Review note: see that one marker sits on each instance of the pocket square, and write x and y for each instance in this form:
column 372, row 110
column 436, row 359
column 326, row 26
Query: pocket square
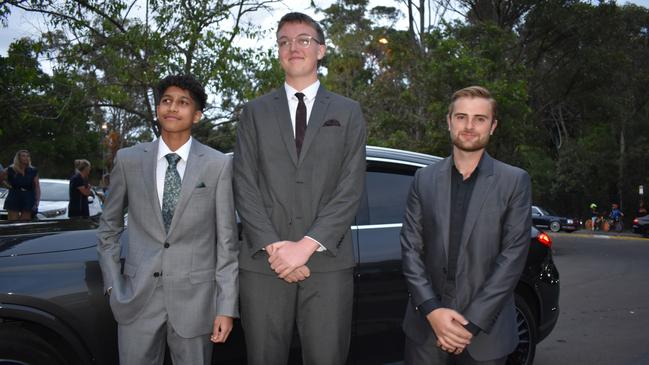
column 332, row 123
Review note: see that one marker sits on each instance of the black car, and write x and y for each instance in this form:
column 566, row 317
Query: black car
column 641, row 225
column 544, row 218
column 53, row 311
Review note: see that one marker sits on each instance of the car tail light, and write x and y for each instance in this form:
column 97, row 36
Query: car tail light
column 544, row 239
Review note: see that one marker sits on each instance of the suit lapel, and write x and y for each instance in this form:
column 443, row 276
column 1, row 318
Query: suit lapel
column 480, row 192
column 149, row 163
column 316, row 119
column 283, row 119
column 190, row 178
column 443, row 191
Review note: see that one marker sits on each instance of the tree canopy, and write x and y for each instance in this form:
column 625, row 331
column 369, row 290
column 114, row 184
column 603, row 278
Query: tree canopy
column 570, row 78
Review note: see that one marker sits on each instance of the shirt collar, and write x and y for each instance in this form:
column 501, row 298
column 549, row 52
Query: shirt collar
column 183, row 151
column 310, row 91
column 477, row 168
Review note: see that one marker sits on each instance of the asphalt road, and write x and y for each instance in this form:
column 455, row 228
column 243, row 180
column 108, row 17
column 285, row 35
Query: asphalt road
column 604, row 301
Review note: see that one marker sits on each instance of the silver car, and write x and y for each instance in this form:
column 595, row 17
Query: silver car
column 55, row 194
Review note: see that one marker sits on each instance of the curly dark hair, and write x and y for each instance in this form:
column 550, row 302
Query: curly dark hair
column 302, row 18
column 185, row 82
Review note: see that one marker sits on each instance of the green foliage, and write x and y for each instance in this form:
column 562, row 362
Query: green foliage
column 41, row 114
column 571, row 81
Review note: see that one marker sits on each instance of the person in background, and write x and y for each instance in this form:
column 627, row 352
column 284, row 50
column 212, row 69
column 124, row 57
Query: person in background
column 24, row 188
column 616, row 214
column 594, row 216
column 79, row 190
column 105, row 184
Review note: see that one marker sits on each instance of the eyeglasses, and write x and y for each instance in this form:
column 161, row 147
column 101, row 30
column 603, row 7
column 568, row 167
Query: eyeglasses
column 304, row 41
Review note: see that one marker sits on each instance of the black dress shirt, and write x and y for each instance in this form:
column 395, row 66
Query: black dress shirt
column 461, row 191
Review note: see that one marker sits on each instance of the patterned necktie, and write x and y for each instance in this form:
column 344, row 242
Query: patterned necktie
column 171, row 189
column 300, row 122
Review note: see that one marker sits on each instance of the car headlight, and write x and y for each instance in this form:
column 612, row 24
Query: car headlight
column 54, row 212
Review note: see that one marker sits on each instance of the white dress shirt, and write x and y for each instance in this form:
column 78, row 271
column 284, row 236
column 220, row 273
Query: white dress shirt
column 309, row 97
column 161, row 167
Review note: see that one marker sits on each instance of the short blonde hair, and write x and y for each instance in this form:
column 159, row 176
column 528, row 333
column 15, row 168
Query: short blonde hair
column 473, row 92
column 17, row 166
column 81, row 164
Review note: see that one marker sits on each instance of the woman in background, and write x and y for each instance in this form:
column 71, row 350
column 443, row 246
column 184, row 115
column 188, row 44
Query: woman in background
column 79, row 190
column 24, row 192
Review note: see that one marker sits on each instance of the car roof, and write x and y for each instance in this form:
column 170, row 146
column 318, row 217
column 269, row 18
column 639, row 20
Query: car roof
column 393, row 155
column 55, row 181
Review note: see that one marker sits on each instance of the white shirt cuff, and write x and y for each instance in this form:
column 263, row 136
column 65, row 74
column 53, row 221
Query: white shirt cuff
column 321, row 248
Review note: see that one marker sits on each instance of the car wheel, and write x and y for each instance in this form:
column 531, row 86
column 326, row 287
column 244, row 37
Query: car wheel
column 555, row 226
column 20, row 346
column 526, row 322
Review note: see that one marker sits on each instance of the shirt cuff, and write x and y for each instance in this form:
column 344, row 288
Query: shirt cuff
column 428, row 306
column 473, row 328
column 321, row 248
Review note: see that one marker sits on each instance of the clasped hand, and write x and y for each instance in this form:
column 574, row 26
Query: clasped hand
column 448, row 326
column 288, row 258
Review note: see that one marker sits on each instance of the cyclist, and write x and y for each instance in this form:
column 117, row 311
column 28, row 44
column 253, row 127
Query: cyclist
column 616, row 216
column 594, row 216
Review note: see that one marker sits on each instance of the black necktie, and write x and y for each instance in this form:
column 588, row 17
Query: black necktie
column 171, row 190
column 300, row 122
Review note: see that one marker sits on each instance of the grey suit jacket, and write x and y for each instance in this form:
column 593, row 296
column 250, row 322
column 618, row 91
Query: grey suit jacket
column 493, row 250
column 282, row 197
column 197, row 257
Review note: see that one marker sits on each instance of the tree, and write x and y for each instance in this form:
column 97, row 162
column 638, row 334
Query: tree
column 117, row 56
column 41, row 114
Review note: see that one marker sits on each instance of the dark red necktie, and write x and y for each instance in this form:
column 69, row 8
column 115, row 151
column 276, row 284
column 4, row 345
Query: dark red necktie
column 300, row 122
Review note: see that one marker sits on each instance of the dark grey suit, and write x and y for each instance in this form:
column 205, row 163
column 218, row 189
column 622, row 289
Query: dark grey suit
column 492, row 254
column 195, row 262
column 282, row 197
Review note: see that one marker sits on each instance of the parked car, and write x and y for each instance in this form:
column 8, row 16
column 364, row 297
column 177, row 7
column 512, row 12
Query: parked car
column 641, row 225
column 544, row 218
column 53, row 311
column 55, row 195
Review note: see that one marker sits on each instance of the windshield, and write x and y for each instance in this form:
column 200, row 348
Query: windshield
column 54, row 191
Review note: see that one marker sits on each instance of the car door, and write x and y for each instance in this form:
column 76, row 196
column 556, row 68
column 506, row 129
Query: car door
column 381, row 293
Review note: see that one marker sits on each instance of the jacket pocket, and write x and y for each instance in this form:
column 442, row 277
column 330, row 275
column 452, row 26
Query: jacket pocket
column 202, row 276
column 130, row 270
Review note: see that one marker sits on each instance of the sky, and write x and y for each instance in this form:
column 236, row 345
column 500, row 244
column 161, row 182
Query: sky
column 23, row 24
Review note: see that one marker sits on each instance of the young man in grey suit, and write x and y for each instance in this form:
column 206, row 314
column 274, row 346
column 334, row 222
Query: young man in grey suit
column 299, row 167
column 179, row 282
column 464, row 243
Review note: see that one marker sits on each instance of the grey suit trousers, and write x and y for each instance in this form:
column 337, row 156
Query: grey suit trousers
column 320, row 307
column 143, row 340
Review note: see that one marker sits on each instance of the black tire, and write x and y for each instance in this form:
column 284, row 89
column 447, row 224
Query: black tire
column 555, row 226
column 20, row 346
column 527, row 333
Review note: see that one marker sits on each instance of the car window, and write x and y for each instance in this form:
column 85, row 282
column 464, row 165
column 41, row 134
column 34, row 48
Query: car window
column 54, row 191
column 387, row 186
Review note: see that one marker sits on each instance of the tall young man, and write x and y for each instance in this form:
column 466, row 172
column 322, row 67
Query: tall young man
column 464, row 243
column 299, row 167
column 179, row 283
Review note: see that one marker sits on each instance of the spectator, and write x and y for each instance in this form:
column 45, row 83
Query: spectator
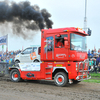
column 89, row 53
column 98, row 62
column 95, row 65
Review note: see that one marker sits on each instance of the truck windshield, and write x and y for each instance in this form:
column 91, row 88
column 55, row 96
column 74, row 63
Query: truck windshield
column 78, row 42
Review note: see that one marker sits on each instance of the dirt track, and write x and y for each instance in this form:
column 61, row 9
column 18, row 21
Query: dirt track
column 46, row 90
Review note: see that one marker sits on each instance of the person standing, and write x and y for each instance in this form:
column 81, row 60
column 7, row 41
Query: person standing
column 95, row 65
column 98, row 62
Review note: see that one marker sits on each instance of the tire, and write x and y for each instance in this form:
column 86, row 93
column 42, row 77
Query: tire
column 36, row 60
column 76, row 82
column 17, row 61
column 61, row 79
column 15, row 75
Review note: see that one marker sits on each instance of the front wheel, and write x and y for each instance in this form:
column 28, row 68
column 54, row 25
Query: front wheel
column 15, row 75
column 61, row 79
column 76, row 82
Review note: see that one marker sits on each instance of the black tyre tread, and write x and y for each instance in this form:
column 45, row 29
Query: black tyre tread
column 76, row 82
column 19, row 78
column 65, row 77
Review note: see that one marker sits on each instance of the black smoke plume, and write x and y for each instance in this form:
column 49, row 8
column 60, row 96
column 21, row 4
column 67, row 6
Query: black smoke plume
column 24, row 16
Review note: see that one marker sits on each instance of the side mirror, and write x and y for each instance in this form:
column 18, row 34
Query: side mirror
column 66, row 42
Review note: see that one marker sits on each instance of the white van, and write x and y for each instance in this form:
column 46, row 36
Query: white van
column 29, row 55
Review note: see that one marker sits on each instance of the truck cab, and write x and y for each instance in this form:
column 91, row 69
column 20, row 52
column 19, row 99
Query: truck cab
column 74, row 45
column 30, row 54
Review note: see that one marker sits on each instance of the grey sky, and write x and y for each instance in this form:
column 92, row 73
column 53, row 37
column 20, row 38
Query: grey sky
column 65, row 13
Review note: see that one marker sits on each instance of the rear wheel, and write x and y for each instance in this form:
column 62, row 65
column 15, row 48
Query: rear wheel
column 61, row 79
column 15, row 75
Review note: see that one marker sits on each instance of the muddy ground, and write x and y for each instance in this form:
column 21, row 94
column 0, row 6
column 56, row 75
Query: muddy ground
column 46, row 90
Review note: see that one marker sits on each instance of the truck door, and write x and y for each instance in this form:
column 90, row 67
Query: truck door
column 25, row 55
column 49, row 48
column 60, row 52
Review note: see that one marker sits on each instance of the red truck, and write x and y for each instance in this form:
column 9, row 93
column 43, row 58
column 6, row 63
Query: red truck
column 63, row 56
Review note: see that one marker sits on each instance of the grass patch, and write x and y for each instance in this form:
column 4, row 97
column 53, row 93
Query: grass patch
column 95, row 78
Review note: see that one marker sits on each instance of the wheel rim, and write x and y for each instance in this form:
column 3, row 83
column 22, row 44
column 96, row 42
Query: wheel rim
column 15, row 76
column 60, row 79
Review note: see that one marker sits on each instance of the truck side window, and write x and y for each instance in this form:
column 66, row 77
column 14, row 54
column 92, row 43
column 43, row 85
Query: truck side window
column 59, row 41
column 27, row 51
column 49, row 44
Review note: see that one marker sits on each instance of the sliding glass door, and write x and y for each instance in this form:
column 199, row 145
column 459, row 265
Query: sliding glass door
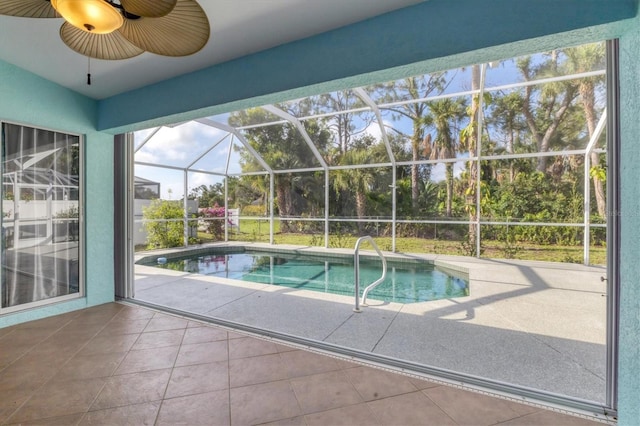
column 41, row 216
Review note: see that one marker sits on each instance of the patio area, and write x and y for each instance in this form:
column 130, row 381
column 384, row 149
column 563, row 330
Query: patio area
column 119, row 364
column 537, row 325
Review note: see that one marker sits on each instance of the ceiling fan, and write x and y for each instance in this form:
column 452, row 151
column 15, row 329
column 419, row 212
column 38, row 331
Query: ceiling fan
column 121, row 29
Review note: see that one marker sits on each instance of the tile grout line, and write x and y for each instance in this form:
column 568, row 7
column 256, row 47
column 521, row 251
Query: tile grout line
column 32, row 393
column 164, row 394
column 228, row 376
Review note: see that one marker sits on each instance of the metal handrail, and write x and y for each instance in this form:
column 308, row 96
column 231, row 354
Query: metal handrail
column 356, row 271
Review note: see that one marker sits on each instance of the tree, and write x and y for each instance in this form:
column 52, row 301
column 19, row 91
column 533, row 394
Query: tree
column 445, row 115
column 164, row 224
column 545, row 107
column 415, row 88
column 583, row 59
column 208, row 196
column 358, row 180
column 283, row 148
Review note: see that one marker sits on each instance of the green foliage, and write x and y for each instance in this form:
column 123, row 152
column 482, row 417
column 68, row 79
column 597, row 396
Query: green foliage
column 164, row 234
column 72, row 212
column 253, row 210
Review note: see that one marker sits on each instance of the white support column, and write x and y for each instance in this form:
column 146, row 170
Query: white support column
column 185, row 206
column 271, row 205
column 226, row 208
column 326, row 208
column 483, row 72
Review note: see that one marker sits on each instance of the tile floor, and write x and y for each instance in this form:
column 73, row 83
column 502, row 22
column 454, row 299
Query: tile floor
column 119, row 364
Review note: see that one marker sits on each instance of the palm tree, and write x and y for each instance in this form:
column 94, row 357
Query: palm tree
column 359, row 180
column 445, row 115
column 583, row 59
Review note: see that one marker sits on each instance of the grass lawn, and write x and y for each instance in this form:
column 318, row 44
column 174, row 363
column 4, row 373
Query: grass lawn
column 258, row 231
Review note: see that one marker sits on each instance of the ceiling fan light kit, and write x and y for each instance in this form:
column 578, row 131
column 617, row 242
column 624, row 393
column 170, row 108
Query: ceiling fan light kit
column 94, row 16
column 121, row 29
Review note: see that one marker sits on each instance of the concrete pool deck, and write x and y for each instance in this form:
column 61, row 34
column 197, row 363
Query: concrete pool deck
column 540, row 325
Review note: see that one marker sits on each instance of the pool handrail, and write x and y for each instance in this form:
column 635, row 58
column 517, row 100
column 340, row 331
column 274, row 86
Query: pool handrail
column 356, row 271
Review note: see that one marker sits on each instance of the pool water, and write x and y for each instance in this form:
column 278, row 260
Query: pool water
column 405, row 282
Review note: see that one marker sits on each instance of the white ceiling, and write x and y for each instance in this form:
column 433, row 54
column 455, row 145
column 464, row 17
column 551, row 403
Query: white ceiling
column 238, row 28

• [WRITTEN EXERCISE] Copy word for word the lines of the material above, from the line holding "of the curly" through the line holding "column 185, row 82", with both of those lines included.

• [ANSWER FOR THE TASK]
Review note: see that one marker sits on each instance of the curly dark hair, and write x and y for each instance in this form:
column 550, row 302
Query: curly dark hair
column 302, row 18
column 185, row 82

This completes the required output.